Passage given:
· · · · · · ·

Theta Cygni

Observation data Epoch J2000.0 Equinox ICRS
- Constellation: Cygnus
- Right ascension: 19^{h} 36^{m} 26.53436^{s}
- Declination: +50° 13′ 15.9646″
- Apparent magnitude (V): 4.490/13.03

Characteristics
- Spectral type: F3 V + M3 V
- U−B color index: −0.03
- B−V color index: +0.38

Astrometry
- Radial velocity (R_{v}): −27.4 km/s
- Proper motion (μ): RA: −5.854 mas/yr Dec.: +263.660 mas/yr
- Parallax (π): 54.2702±0.0860 mas
- Distance: 60.10 ± 0.10 ly (18.43 ± 0.03 pc)
- Absolute magnitude (M_{V}): 3.14

Details

θ Cyg A
- Mass: 1.4±0.02 M_{☉}
- Radius: 1.462±0.013 R_{☉}
- Luminosity: 4.232±0.035 L_{☉}
- Surface gravity (log g): 4.254±0.01 cgs
- Temperature: 6853±29 K
- Metallicity [Fe/H]: −0.02±0.06 dex
- Rotational velocity (v sin i): 7 km/s
- Age: 1.0 - 1.6 Gyr

θ Cyg B
- Mass: 0.35 M_{☉}
- Radius: 0.36 R_{☉}
- Luminosity: 0.01 L_{☉}
- Temperature: 3,000 - 3,500 K

GSC 03564-00642
- Radius: 0.28 R_{☉}
- Luminosity: 0.013 L_{☉}
- Temperature: 3,700 K
- Other designations: θ Cyg, 13 Cyg, BD+49°3062, FK5 738, GC 27141, GJ 765, HD 185395, HIP 96441, HR 7469, SAO 31815, WDS J19364+5013A

Database references
- SIMBAD: θ Cygni

= Theta Cygni =

Star in the constellation Cygnus

Theta Cygni is a binary star system in the northern constellation of Cygnus. Its name is a Bayer designation, which is Latinized from θ Cygni and abbreviated θ Cyg or θ Cyg. The combined apparent visual magnitude of this system is 4.5, so it can be seen as a point of light with the naked eye in sufficiently dark skies. Based upon parallax measurements, it is located at a distance of about 60.1 ly from the Earth. It is suspected of hosting an extrasolar planet.

· · · · · · ·

Extracted material:
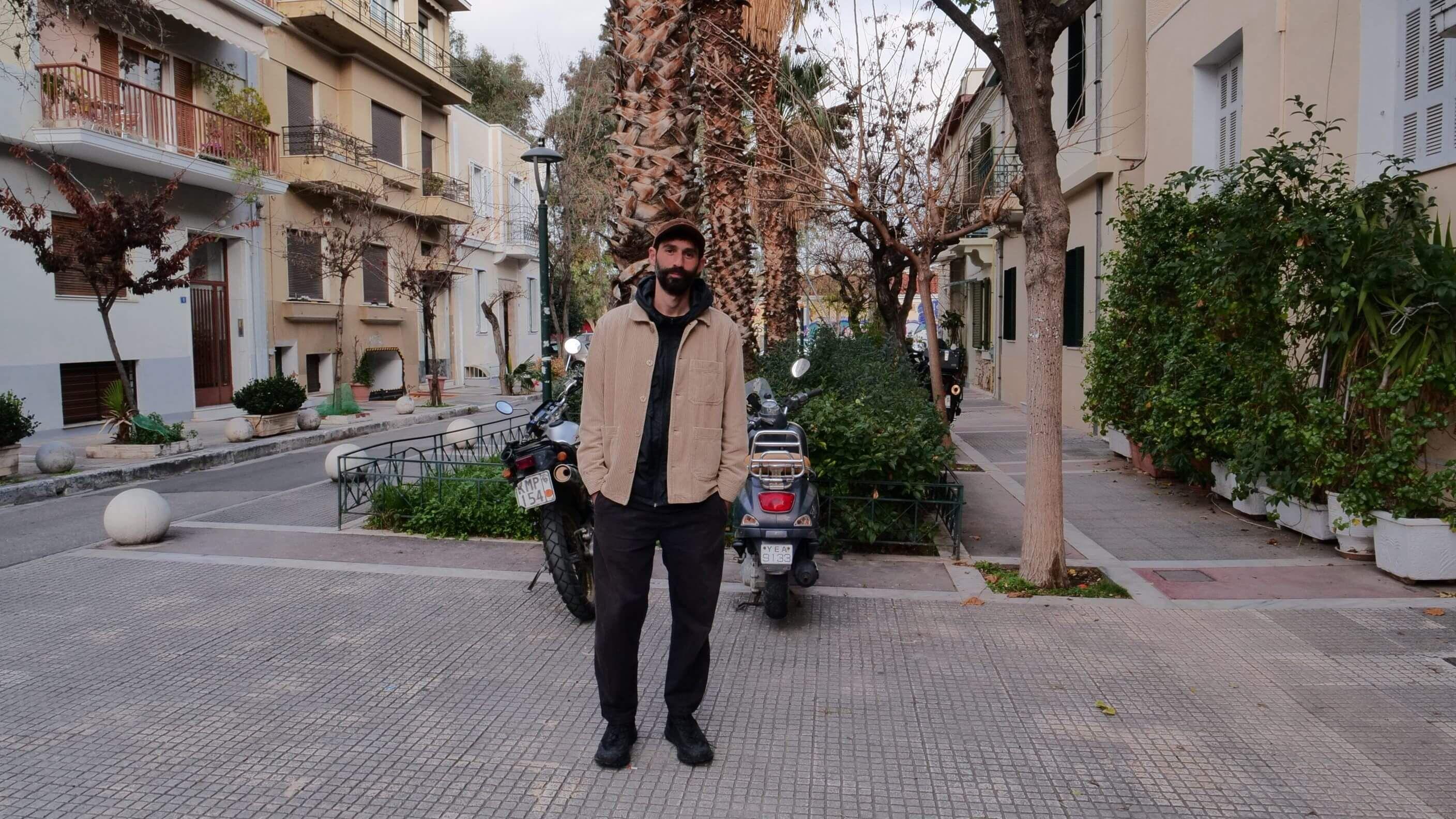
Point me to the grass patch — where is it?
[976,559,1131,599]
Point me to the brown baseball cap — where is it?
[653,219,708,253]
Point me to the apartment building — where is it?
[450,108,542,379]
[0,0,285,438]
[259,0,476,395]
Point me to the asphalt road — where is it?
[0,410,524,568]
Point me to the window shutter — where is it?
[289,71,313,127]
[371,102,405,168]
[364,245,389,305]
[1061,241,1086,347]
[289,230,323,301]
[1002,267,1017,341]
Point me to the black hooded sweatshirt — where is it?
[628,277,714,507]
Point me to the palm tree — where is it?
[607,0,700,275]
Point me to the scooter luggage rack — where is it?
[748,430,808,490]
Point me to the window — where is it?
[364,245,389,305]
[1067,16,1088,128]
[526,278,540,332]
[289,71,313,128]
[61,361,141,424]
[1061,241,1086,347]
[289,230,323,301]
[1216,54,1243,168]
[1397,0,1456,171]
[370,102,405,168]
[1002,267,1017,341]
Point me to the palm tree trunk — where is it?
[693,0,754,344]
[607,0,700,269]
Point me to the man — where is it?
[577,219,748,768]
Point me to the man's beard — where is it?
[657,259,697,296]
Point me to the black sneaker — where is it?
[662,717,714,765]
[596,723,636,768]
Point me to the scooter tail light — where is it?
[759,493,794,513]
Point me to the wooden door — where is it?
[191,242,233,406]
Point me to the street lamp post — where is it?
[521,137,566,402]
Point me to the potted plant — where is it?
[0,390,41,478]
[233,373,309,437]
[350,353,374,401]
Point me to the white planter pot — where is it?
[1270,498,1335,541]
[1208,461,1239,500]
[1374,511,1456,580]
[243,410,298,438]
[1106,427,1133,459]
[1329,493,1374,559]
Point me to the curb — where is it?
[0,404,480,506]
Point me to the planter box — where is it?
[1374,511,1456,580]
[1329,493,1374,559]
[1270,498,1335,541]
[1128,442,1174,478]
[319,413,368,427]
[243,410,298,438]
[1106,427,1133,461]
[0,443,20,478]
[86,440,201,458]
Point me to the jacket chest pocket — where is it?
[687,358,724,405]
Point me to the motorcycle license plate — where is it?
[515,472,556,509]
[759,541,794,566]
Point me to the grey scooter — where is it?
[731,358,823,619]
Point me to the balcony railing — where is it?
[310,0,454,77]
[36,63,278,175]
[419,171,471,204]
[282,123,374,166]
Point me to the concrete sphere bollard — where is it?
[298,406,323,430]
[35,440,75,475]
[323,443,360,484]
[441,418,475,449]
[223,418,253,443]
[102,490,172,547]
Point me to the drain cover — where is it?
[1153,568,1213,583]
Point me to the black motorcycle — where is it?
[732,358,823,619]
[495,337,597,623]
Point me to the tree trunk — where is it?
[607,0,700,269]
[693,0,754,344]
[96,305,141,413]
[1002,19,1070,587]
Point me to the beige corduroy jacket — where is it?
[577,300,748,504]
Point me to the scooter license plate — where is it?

· · · · · · ·

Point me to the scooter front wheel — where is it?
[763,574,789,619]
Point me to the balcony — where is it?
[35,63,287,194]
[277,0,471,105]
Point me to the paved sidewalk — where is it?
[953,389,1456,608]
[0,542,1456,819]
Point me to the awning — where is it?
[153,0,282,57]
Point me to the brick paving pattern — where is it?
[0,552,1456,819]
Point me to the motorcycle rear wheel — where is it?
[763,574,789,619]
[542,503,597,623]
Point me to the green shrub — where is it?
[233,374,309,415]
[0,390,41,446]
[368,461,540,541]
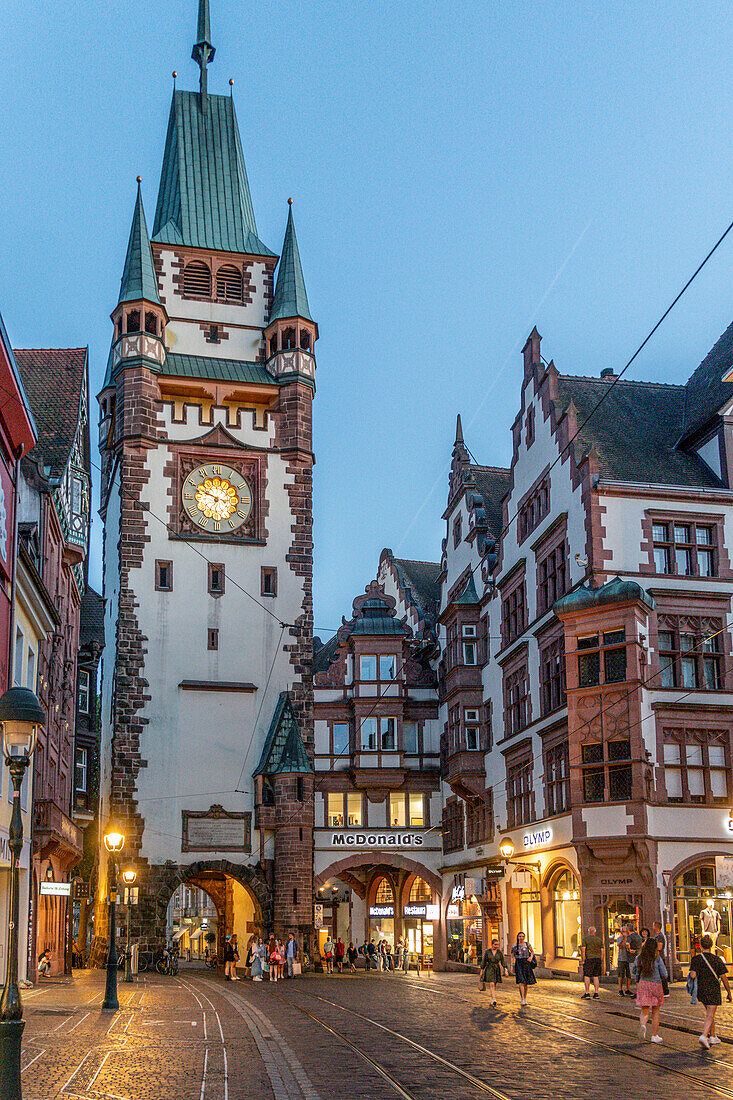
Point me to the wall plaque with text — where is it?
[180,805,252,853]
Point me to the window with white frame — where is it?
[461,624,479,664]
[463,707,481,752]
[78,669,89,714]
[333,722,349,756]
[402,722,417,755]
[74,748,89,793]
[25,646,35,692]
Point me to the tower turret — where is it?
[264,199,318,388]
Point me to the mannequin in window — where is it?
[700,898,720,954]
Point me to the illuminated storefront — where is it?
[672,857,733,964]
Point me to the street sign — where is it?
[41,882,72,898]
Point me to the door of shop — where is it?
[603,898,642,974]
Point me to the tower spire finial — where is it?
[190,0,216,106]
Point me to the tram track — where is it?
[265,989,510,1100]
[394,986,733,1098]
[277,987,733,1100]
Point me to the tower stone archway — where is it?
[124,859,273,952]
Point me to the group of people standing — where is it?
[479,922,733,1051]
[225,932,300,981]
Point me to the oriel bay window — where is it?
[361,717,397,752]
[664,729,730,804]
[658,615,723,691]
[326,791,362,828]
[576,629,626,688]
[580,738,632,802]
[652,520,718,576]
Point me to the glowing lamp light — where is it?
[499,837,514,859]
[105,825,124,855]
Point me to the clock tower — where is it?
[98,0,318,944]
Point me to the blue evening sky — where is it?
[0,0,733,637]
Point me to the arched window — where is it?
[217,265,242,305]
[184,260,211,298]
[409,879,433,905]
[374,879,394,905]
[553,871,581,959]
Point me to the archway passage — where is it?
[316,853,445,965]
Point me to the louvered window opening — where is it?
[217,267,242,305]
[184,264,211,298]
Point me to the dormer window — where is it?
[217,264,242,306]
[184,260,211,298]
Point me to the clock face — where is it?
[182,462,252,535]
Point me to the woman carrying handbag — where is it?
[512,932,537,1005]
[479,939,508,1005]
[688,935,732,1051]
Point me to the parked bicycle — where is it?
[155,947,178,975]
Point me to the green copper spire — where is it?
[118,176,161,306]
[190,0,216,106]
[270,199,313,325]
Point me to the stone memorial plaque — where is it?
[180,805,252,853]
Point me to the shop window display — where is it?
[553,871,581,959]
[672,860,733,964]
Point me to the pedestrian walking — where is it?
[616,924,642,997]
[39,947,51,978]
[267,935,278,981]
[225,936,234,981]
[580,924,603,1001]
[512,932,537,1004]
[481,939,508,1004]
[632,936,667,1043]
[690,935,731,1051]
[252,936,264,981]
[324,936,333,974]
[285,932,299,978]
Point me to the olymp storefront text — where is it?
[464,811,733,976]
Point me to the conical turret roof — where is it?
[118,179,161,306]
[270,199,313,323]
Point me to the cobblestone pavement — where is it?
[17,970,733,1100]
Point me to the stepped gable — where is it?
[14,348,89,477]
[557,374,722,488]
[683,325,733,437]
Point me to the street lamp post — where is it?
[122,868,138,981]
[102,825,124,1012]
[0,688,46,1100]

· · · · · · ·

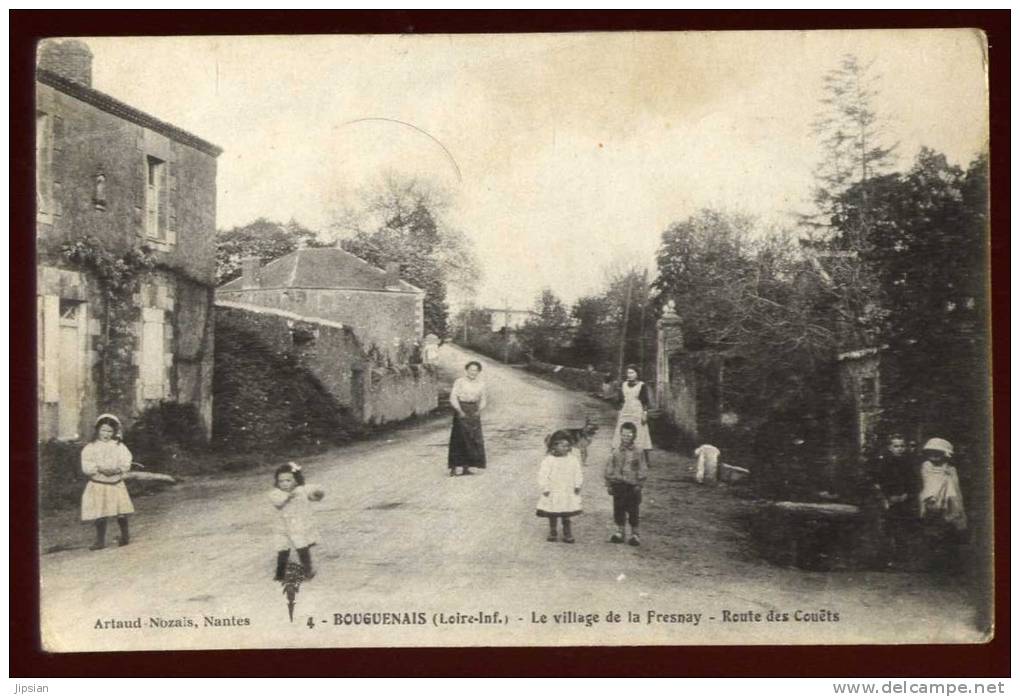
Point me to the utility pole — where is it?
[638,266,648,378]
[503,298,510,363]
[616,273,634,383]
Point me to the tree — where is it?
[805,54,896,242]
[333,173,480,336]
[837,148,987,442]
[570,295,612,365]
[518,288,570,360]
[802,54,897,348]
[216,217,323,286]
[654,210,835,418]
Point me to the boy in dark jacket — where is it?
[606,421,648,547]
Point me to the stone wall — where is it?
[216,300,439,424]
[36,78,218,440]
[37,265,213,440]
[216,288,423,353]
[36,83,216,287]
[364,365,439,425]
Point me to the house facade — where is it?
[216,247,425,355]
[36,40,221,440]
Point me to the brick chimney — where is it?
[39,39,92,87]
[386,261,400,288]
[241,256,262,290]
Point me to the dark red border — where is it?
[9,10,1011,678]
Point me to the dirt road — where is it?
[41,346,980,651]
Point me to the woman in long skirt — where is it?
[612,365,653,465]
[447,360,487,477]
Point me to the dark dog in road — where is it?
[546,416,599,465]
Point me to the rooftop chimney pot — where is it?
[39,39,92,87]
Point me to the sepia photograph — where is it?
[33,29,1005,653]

· · · · · · ·

Goals:
#1 Answer these questions using the Theta Cygni passage:
(a) What spectral type does the passage give for the system?
(b) What age range is listed for θ Cyg A?
(c) What is the combined apparent visual magnitude of the system, according to the closing paragraph?
#2 Reproduce the Theta Cygni passage between "Star in the" and "an extrasolar planet.", inclusive.

List of solutions:
#1
(a) F3 V + M3 V
(b) 1.0 - 1.6 Gyr
(c) 4.5

#2
Star in the constellation Cygnus

Theta Cygni is a binary star system in the northern constellation of Cygnus. Its name is a Bayer designation, which is Latinized from θ Cygni and abbreviated θ Cyg or θ Cyg. The combined apparent visual magnitude of this system is 4.5, so it can be seen as a point of light with the naked eye in sufficiently dark skies. Based upon parallax measurements, it is located at a distance of about 60.1 ly from the Earth. It is suspected of hosting an extrasolar planet.